• **Material shown**
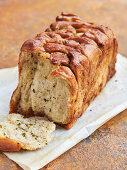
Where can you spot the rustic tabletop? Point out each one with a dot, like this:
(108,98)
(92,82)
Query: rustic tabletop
(105,149)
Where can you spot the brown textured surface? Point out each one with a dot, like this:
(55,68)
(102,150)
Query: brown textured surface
(91,51)
(19,20)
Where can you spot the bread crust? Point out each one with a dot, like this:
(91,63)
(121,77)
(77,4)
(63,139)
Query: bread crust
(84,54)
(7,144)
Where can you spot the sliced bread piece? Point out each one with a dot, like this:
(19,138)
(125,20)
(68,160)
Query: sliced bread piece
(17,132)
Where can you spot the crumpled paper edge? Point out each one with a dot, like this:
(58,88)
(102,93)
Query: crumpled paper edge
(82,134)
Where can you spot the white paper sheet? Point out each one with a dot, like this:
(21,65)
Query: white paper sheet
(111,101)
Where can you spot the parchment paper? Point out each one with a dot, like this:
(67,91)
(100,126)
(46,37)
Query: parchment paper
(111,101)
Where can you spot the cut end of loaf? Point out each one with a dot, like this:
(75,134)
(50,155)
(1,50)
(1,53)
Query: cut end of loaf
(17,132)
(40,91)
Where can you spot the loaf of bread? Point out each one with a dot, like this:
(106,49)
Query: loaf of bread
(18,133)
(63,69)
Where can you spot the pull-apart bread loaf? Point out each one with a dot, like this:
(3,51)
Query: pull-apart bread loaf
(63,69)
(18,133)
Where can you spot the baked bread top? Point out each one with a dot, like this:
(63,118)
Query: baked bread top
(63,69)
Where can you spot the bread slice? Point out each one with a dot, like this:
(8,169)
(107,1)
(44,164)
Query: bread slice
(63,69)
(17,132)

• **The problem**
Rewrite all the lines above with every "Point out" changed to "Mark" and nothing else altered. Leave the pictures out.

• **Correct response**
Where can you spot the rustic tabletop? Mark each one with a dot, like this:
(108,98)
(92,82)
Query: rustic tabletop
(105,149)
Where can you spot the brown textured surface? Mark each one with a dot, like this:
(55,68)
(102,150)
Query: brown textured surface
(91,51)
(19,20)
Where can you spot the bread crust? Mark each one with a dot, like this:
(91,63)
(121,77)
(77,4)
(63,139)
Query: bread crust
(84,54)
(7,144)
Where can you spot the sliced bread piece? Mark each one with a dot, like this:
(19,138)
(125,20)
(68,160)
Query: sliced bread piece
(17,132)
Where can you spot the crumpled paper edge? Mark each one with a dot, like this:
(58,88)
(102,93)
Query: crumpled paper edge
(82,134)
Where can you spot the white paper sheet? Mark each one with a dot, like this:
(21,65)
Query: white paper sheet
(111,101)
Where can you spot the parchment paper? Mark each one with a dot, like this:
(67,91)
(100,126)
(46,37)
Query: parchment paper
(111,101)
Where can you spot the cut end of loaf? Mark each one with a dot, like this:
(75,134)
(50,155)
(1,50)
(1,53)
Query: cut end of loaf
(17,132)
(40,91)
Where can you spot the loaf of bread? Mark each one with a dot, like this:
(106,49)
Query: loaf of bread
(18,133)
(63,69)
Where can you spot the pull-apart bread loaf? Mark each one with a dot, like this:
(3,51)
Query: pull-apart bread loaf
(63,69)
(18,133)
Where can you spot the baked bread top? Mark each one with a dot, like this:
(63,118)
Query: baked bread top
(63,69)
Where can you spot the bread slice? Mark each one with a dot, like this:
(8,169)
(107,1)
(44,164)
Query: bread slice
(63,69)
(17,132)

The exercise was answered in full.